## Excerpt to read
+===+

Diversify, diversify, diversify. The golden rule of investment risk management. Economics 101 teaches you to diversify to reduce portfolio risk. But times have changed and forecasting the next 6 months have become a hard task. Kej Somaia, Co-Head of Multi-Asset Solutions says “Although financial markets have stabilised from the extreme movements seen following the initial phase of the pandemic, new risks have emerged in the system. Static allocations to passive exposures in fixed income and equities are not advisable in this environment, while expanding your portfolio toolkit to include inflation sensitive assets such as commodities and property are recommended, given their inflation linkages.”

  • “We have made a marginal increase to fixed income exposures allocated to shorter-dated rather than longer-dated bonds to reduce the portfolio’s sensitivity and risk to rising yields. We have also retained all the global equity exposures in foreign currencies to provide a buffer in an environment where the Australian dollar falls,” Mr Somaia said.

+===+

Records from a data collection
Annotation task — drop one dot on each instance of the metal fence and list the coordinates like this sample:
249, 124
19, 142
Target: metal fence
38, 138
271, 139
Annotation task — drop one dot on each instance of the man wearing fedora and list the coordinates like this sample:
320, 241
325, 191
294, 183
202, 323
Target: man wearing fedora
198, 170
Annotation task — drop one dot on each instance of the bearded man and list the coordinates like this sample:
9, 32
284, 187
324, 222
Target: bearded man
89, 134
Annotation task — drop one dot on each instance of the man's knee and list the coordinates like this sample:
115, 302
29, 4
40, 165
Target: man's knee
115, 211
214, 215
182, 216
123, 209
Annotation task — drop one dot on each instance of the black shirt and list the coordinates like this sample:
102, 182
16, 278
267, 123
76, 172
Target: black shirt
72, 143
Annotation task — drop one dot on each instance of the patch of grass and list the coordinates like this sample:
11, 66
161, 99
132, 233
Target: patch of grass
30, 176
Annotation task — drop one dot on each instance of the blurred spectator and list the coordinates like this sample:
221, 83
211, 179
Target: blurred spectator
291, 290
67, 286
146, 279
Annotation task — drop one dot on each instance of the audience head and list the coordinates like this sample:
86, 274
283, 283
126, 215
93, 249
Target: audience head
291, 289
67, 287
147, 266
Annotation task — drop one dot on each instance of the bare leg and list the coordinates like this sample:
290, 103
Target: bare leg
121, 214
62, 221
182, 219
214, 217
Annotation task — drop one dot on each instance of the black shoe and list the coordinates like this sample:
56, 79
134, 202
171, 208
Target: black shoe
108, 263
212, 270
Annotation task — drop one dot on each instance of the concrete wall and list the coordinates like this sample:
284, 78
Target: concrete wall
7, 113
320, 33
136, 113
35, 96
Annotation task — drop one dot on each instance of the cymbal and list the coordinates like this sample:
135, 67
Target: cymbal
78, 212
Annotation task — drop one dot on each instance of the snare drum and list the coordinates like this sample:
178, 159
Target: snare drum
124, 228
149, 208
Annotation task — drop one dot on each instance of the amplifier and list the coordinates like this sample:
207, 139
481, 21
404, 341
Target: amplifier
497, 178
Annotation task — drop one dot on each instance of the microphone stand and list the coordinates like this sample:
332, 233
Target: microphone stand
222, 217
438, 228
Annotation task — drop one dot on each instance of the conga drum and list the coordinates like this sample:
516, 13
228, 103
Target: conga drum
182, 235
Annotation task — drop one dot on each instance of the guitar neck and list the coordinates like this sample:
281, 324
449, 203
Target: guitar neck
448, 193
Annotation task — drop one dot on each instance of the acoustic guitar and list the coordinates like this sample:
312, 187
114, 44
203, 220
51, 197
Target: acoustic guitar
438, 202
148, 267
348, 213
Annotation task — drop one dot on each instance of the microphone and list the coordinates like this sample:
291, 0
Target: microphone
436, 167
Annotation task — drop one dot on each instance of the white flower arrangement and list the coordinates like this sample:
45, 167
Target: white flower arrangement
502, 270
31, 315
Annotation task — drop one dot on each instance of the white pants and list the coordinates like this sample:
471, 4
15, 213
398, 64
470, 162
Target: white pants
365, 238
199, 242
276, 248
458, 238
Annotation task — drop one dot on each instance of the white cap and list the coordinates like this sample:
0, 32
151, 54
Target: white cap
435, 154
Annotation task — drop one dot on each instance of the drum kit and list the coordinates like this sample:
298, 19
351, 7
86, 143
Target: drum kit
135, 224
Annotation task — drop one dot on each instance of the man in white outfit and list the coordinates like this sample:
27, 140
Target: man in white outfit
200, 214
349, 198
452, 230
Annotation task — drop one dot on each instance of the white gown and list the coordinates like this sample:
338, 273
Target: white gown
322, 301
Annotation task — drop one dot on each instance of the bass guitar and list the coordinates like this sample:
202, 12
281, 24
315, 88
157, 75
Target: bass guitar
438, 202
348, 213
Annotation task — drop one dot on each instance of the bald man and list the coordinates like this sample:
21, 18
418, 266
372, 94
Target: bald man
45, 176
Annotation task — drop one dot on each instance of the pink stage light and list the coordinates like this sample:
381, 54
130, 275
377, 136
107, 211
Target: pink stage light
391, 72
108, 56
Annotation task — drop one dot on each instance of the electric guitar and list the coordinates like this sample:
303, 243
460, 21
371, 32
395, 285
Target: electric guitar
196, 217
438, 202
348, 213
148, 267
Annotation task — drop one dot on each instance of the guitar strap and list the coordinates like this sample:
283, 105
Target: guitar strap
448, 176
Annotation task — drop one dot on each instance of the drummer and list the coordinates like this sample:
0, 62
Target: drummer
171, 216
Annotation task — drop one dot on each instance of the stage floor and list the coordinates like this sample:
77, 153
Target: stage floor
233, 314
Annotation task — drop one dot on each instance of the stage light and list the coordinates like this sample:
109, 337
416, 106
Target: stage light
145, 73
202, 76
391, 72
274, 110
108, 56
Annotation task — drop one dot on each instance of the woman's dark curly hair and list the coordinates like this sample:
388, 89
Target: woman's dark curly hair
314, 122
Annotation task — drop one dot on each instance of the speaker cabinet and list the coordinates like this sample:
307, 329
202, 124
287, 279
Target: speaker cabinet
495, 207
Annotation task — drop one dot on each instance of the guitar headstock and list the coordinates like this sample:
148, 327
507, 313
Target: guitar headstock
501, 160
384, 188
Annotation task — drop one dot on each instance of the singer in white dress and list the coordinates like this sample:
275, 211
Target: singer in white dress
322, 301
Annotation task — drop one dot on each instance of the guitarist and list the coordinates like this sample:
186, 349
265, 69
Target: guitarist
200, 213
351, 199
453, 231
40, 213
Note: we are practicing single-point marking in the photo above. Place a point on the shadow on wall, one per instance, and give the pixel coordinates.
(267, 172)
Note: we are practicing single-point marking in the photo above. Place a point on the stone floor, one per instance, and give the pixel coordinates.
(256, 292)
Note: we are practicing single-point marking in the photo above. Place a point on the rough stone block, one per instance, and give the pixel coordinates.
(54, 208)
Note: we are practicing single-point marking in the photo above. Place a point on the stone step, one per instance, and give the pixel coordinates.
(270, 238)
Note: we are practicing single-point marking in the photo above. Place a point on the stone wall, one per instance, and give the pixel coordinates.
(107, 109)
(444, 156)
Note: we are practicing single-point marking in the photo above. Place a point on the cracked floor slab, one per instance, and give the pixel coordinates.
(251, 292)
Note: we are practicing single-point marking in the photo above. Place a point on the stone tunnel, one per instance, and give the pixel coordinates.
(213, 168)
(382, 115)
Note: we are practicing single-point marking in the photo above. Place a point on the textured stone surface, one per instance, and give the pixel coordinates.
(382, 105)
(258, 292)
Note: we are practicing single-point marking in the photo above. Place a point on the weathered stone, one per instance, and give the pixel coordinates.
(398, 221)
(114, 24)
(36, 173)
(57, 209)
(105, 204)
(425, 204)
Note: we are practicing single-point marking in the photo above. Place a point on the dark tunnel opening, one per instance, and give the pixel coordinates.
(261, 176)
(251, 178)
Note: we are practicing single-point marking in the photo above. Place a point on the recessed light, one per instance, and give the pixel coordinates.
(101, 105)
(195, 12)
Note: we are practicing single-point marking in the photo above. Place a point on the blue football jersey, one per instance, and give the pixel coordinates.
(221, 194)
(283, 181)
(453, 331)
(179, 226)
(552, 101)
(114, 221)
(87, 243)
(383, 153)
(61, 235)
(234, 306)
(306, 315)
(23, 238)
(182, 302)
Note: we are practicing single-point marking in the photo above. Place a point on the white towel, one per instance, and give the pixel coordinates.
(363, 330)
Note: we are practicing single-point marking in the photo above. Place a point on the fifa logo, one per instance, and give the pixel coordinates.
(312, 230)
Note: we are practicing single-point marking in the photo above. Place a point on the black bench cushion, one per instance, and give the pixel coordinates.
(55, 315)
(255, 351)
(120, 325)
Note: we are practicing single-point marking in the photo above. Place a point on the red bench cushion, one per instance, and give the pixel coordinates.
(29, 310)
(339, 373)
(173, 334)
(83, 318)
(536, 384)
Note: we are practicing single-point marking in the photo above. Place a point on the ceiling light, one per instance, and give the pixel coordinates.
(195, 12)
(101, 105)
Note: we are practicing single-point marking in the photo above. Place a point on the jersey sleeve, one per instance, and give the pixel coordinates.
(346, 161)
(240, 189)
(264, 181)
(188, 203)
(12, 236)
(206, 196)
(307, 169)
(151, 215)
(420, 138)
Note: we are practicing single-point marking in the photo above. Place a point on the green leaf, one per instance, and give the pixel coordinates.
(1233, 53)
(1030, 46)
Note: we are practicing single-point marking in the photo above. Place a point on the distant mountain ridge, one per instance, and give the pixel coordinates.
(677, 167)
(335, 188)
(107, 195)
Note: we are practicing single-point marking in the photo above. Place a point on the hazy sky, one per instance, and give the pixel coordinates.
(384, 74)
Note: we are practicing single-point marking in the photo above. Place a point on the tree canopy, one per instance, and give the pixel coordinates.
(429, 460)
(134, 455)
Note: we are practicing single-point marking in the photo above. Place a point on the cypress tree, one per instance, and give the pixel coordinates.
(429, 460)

+===+

## What is needed
Continue the passage on portfolio diversification and inflation risk, starting right after its final sentence.

## Output of the task
    First Sentier Investors have been focusing on the balance between equities and bonds, while reducing their allocation to growth after witnessing an unprecedented level of divergence between Growth and Value stocks. David Walsh, Head of Investments at Realindex, said, “Beginning in January 2021, we witnessed the start of a reversion of this trend, with Value outperforming Growth in the first half of 2021. However, this trend hasn’t been sustained in recent quarters, and the market’s enthusiasm for growth stocks has returned.” 

    With the US raising interest rates for the first time in years, “officials are now conceding that inflation could be more persistent than previously forecast, which could mean monetary policy settings start tightening at a time when economic growth rates are coming off the boil,” says Craig Morabito, Senior Portfolio Manager for Global Credit. Higher interest rates will have a knock-on effect for bond valuations.

    Logistics and distribution supply chains have been in particular focus this year. “Growth in e-commerce sales has provided a strong tailwind to the logistics sector in recent times as many retailers have had to adapt to an omni-channel strategy capturing the online marketplace. We believe this trend will continue to direct large inflows of capital to upgrading supply chains leading to continued strong tenant demand for logistics facilities,” says Stephen Hayes, Head of Global Property Securities.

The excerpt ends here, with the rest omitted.